• **Request**: Arrange the lines of the records, from the line with "the number decal?" up to and including the line with "[245,179,506,303]", as a Markdown table with the columns Number and Line. Give each line its own numbered row, and leave out blank lines.

• **Dataset excerpts**:
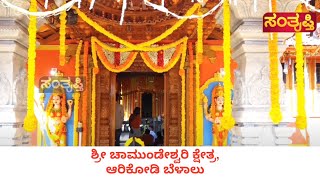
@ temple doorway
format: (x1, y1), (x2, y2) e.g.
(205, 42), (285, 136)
(92, 58), (182, 146)
(116, 72), (165, 145)
(141, 92), (153, 118)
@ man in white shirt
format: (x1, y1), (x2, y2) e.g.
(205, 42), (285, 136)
(149, 126), (158, 142)
(115, 94), (124, 146)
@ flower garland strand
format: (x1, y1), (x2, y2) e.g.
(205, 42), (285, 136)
(268, 0), (282, 124)
(221, 1), (235, 130)
(91, 37), (188, 73)
(188, 42), (194, 146)
(95, 45), (138, 73)
(195, 12), (203, 146)
(179, 41), (187, 146)
(73, 3), (201, 51)
(23, 0), (37, 132)
(140, 43), (187, 73)
(81, 41), (89, 146)
(59, 1), (67, 66)
(73, 41), (82, 146)
(296, 4), (307, 129)
(124, 137), (144, 146)
(91, 39), (99, 146)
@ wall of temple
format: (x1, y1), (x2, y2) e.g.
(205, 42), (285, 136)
(216, 0), (312, 146)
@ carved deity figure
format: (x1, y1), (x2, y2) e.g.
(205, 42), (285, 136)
(41, 88), (73, 146)
(204, 84), (229, 146)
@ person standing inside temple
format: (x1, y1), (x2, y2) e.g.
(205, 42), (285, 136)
(115, 94), (124, 146)
(129, 107), (142, 138)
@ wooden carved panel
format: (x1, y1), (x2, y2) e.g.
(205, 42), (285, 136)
(95, 69), (115, 146)
(165, 63), (181, 146)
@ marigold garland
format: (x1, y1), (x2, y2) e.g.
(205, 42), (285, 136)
(296, 4), (307, 129)
(221, 1), (235, 130)
(195, 12), (203, 146)
(268, 0), (282, 124)
(188, 42), (194, 146)
(179, 42), (187, 146)
(73, 3), (201, 52)
(124, 137), (144, 146)
(73, 41), (82, 146)
(140, 45), (183, 73)
(59, 2), (67, 66)
(81, 41), (89, 146)
(23, 0), (37, 132)
(97, 46), (138, 73)
(91, 67), (99, 146)
(91, 37), (188, 52)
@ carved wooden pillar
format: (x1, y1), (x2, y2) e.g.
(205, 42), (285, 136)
(95, 68), (116, 146)
(152, 92), (158, 117)
(164, 63), (181, 146)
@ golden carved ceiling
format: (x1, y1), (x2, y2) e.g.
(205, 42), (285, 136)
(38, 0), (222, 44)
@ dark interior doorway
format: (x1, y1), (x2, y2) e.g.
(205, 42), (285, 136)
(141, 92), (152, 118)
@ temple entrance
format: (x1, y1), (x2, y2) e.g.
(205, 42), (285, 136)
(89, 58), (182, 146)
(141, 92), (153, 118)
(116, 72), (165, 145)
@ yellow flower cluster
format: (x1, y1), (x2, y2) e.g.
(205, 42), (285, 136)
(268, 0), (282, 124)
(124, 137), (144, 146)
(23, 0), (37, 132)
(179, 41), (187, 146)
(296, 4), (307, 129)
(74, 3), (201, 52)
(59, 2), (67, 66)
(73, 41), (82, 146)
(221, 1), (235, 130)
(74, 3), (203, 145)
(195, 12), (203, 146)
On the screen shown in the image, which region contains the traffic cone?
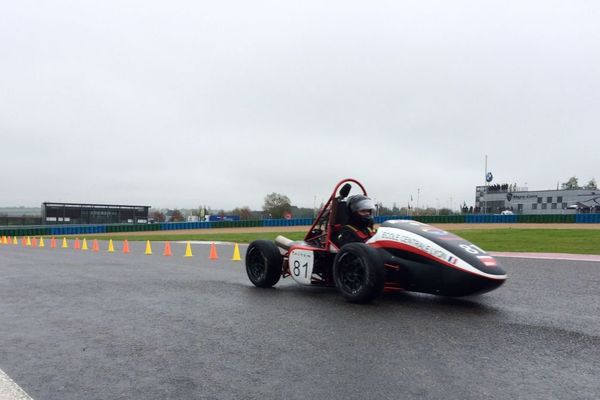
[208,243,219,260]
[163,242,173,256]
[184,242,194,257]
[231,243,242,261]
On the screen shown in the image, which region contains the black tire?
[333,243,385,303]
[246,240,283,287]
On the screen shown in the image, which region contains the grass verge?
[85,228,600,254]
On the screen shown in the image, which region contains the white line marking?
[0,369,33,400]
[490,251,600,262]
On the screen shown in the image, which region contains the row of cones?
[0,236,241,261]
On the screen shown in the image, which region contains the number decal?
[292,260,308,279]
[460,244,486,254]
[289,249,315,285]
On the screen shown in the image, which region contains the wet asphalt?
[0,243,600,400]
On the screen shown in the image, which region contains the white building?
[475,185,600,214]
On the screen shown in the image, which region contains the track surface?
[0,243,600,400]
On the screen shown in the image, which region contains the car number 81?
[289,249,314,285]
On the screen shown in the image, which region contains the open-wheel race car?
[246,179,506,303]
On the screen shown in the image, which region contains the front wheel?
[246,240,283,288]
[333,243,385,303]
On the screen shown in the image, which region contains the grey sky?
[0,0,600,209]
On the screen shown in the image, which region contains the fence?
[0,214,600,236]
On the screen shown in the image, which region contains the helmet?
[348,194,375,213]
[348,194,375,228]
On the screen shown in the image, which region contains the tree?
[562,176,580,190]
[263,193,292,218]
[585,178,598,190]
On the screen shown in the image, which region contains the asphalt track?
[0,243,600,400]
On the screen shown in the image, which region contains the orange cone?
[208,243,219,260]
[163,242,173,256]
[231,243,242,261]
[184,242,194,257]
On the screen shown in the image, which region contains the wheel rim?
[338,253,367,294]
[246,247,267,282]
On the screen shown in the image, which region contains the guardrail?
[0,214,600,236]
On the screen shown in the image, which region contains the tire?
[246,240,283,288]
[333,243,385,303]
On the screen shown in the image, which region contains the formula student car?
[245,179,506,303]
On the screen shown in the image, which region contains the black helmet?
[348,194,375,228]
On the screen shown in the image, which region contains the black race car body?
[246,179,506,302]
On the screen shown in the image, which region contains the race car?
[245,179,507,303]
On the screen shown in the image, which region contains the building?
[475,185,600,214]
[42,202,150,225]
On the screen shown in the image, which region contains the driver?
[336,194,375,247]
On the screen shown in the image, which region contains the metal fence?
[0,214,600,236]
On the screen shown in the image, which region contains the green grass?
[84,228,600,254]
[453,228,600,254]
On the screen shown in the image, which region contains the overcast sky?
[0,0,600,209]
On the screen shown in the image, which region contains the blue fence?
[0,214,600,236]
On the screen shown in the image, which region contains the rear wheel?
[246,240,283,287]
[333,243,385,303]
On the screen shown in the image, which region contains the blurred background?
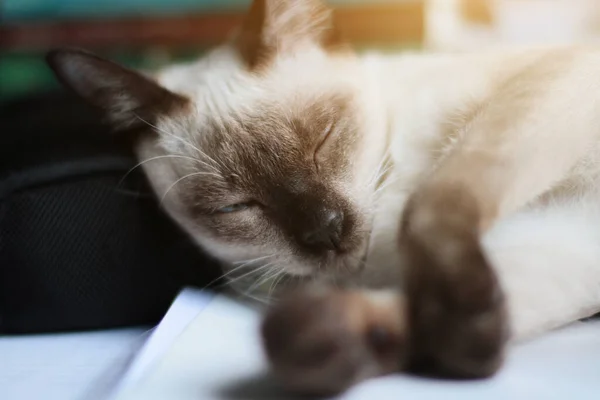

• **The response**:
| Number | Line |
|---|---|
| 1 | On the screen shown in the image, which region contains the number decal? |
| 2 | [292,260,308,279] |
| 3 | [460,244,486,254] |
| 4 | [289,249,315,285] |
| 5 | On the screen shown in the image, which region contains the wet asphalt? |
| 6 | [0,243,600,400] |
| 7 | On the screen shown in the image, which region contains the white building? |
| 8 | [475,185,600,214] |
| 9 | On the screen shown in the image, which region contains the track surface? |
| 10 | [0,243,600,400] |
| 11 | On the screen shown in the image, which region contains the car number 81? |
| 12 | [289,249,314,285] |
| 13 | On the screen shown in the image, which region contains the open-wheel race car? |
| 14 | [246,179,506,303] |
| 15 | On the screen shown in the image, which region contains the front wheel? |
| 16 | [246,240,283,288] |
| 17 | [333,243,385,303] |
| 18 | On the screen shown in the image, which region contains the grey sky? |
| 19 | [0,0,600,209] |
| 20 | On the screen shown in the image, which region contains the fence? |
| 21 | [0,214,600,236] |
| 22 | On the screen shown in the image, which region contains the helmet? |
| 23 | [348,194,375,213] |
| 24 | [348,194,375,228] |
| 25 | On the screen shown in the image, which region contains the tree? |
| 26 | [562,176,580,190] |
| 27 | [263,193,292,218] |
| 28 | [585,178,598,190] |
| 29 | On the screen shown in the image, which region contains the asphalt track? |
| 30 | [0,243,600,400] |
| 31 | On the screen shown in the image, which region contains the orange cone? |
| 32 | [208,243,219,260] |
| 33 | [163,242,173,256] |
| 34 | [231,243,242,261] |
| 35 | [184,242,194,257] |
| 36 | On the screen shown in the image, which region contains the wheel rim? |
| 37 | [338,253,367,294] |
| 38 | [246,247,267,282] |
| 39 | On the screen shown in the image, which region contains the guardrail? |
| 40 | [0,214,600,236] |
| 41 | On the screen shown in the image, which region contains the tire? |
| 42 | [246,240,283,288] |
| 43 | [333,243,385,303] |
| 44 | On the screen shown in the image, which region contains the formula student car? |
| 45 | [245,179,506,303] |